Exercise description - In the email below, what reason does the quoted patch description give for not letting a guest count some of the implemented events?

Document segment -

Re: [PATCH v2 1/2] KVM: arm64: Add PMU event filtering infrastructure

From: Marc Zyngier <maz@kernel.org>
To: Auger Eric <eric.auger@redhat.com>
Cc: Mark Rutland <mark.rutland@arm.com>,
	kvm@vger.kernel.org, Suzuki K Poulose <suzuki.poulose@arm.com>,
	James Morse <james.morse@arm.com>,
	Julien Thierry <julien.thierry.kdev@gmail.com>,
	Robin Murphy <robin.murphy@arm.com>,
	kvmarm@lists.cs.columbia.edu,
	linux-arm-kernel@lists.infradead.org
Subject: Re: [PATCH v2 1/2] KVM: arm64: Add PMU event filtering infrastructure
Date: Tue, 10 Mar 2020 18:00:52 +0000	[thread overview]
Message-ID: <470c88271ef8c4f92ecf990b7b86658e@kernel.org> (raw)
In-Reply-To: <7c9e2e55-95c8-a212-e566-c48f5d3bc417@redhat.com>

On 2020-03-10 17:40, Auger Eric wrote:
> Hi Marc,
> 
> On 3/10/20 12:03 PM, Marc Zyngier wrote:
>> Hi Eric,
>> 
>> On 2020-03-09 18:05, Auger Eric wrote:
>>> Hi Marc,
>>> 
>>> On 3/9/20 1:48 PM, Marc Zyngier wrote:
>>>> It can be desirable to expose a PMU to a guest, and yet not want the
>>>> guest to be able to count some of the implemented events (because 
>>>> this
>>>> would give information on shared resources, for example.

Supplied information -
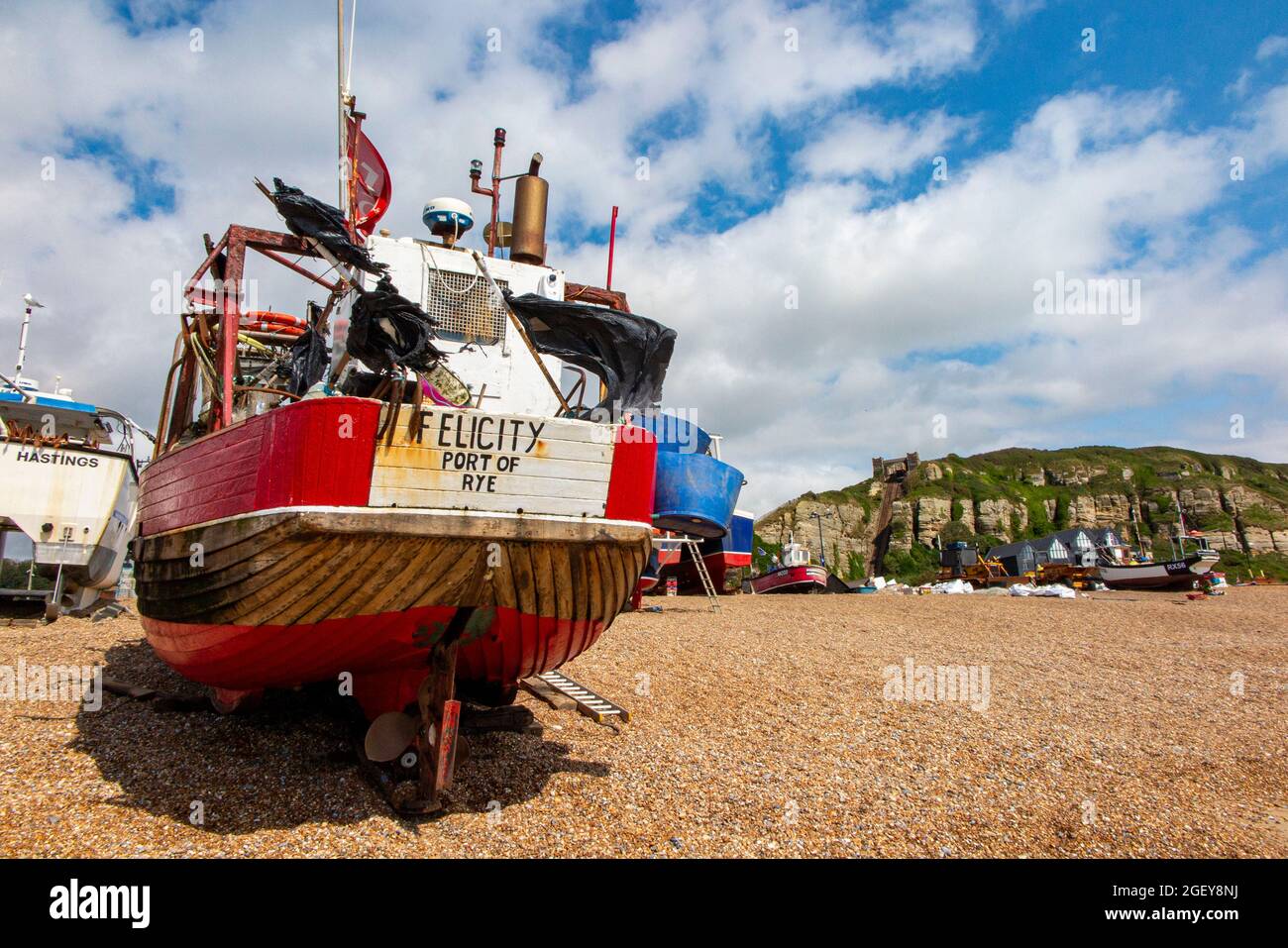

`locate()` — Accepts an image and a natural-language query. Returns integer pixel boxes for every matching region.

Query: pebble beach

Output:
[0,586,1288,858]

Exercise solution - Counting them would give information on shared resources.